▶ Brief: Lines before the one containing "Tag player's eyebrow" are excluded; print that line and every line after it through the end of the material below, exactly.

▶ Data section:
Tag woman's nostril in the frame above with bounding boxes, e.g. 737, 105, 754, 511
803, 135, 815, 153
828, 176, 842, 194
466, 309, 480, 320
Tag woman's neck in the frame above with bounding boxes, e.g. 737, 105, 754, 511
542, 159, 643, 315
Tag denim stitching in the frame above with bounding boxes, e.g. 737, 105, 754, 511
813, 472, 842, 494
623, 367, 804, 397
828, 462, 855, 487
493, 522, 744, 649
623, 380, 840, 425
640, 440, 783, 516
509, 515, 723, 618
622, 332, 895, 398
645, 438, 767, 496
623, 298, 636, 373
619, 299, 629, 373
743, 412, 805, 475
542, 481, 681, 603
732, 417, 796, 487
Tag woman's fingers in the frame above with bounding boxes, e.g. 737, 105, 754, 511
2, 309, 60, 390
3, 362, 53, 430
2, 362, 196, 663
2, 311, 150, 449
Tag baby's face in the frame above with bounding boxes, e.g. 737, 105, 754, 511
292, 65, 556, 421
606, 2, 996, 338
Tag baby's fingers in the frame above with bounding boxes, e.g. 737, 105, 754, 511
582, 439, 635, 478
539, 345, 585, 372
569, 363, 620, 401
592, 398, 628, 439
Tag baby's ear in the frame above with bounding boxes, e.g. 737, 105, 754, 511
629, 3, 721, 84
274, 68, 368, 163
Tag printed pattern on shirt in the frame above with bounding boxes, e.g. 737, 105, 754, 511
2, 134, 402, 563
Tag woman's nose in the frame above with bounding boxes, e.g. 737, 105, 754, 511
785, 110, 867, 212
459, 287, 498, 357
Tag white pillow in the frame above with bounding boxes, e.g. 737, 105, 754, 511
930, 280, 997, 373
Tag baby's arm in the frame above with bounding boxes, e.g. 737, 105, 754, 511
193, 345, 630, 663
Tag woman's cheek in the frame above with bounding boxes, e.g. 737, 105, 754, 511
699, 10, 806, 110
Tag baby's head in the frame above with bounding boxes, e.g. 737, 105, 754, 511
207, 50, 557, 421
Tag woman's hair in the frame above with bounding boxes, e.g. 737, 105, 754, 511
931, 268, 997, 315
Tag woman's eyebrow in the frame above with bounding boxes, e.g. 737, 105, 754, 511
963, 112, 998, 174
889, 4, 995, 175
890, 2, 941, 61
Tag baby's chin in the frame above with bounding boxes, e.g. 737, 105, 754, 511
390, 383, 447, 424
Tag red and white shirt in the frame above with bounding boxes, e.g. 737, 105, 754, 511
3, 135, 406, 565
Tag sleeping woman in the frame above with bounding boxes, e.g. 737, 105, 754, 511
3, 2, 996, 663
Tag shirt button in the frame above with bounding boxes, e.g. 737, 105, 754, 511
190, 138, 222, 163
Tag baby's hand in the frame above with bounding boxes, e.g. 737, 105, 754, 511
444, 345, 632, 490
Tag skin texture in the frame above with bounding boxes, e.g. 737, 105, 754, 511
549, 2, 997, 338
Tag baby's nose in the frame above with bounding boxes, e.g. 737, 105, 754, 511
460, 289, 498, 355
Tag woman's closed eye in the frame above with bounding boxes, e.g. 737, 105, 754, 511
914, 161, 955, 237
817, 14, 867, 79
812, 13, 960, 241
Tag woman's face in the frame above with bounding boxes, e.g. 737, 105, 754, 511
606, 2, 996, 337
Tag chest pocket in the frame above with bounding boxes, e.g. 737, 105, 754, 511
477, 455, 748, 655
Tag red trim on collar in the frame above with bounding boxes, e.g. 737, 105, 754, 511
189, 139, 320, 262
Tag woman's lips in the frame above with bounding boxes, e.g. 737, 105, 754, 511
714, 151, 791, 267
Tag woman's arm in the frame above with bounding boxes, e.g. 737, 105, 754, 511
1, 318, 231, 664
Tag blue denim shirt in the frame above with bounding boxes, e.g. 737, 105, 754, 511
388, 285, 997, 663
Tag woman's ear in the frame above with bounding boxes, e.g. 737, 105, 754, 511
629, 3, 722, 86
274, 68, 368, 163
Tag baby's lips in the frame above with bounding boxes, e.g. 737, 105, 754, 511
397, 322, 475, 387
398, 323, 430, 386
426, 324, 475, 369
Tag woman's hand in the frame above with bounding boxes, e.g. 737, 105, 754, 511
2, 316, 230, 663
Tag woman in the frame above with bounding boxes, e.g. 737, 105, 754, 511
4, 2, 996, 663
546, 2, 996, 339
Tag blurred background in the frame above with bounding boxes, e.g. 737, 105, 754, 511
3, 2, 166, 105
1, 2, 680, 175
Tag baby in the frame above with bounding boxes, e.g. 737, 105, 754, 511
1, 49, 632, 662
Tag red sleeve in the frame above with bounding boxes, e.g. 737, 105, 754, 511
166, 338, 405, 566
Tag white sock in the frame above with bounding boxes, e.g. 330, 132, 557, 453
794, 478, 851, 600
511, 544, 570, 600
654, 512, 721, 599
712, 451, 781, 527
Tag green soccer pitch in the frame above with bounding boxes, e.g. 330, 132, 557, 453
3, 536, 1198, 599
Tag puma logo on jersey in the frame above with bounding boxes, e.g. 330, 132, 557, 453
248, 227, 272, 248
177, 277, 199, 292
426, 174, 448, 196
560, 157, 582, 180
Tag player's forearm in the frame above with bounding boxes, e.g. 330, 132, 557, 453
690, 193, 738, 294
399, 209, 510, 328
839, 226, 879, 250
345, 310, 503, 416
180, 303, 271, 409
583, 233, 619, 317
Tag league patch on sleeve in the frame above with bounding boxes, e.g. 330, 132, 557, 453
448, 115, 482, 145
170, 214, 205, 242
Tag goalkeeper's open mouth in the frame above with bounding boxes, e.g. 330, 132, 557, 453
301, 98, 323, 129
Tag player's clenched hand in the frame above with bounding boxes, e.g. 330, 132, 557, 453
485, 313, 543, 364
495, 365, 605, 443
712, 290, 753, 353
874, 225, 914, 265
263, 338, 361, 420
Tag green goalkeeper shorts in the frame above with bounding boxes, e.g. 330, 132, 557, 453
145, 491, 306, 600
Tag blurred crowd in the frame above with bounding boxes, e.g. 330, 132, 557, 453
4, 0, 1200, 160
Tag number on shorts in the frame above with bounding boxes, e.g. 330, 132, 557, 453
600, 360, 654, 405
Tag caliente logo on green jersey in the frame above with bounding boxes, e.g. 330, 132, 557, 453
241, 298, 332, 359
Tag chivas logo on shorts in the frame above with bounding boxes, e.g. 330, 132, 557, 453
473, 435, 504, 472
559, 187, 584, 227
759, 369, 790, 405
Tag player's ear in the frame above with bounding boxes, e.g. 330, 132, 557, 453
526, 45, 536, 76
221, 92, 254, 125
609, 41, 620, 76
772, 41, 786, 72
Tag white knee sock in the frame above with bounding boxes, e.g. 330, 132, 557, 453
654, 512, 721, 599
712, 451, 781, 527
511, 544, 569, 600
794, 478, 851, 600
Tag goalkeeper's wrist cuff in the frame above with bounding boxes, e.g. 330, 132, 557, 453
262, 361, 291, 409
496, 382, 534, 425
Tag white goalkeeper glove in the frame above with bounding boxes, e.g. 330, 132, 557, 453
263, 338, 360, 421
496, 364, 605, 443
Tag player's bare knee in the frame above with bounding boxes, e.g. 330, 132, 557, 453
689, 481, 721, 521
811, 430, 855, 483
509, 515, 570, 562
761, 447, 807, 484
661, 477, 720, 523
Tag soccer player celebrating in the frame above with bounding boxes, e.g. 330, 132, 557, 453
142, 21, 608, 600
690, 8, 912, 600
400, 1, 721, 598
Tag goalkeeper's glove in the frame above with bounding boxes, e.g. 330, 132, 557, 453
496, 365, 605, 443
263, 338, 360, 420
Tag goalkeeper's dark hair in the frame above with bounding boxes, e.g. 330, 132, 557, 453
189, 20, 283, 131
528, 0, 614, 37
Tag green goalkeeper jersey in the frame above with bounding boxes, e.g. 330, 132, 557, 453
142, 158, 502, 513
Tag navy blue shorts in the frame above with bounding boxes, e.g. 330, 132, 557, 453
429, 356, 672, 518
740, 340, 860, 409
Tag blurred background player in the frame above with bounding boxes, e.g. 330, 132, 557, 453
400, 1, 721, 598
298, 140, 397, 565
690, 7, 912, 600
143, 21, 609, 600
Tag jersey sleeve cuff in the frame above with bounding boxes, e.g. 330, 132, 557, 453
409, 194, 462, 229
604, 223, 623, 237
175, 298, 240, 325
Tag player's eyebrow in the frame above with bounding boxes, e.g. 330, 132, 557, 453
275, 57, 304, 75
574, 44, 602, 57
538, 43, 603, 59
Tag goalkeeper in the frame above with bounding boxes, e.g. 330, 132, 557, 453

▶ Result:
Tag player's eyebrow in the frame above with bounding boxes, e.g. 330, 132, 557, 453
275, 57, 304, 75
574, 44, 602, 57
538, 43, 603, 59
Tag goalkeeper in the frame above with bounding boxes, e.g. 330, 132, 557, 453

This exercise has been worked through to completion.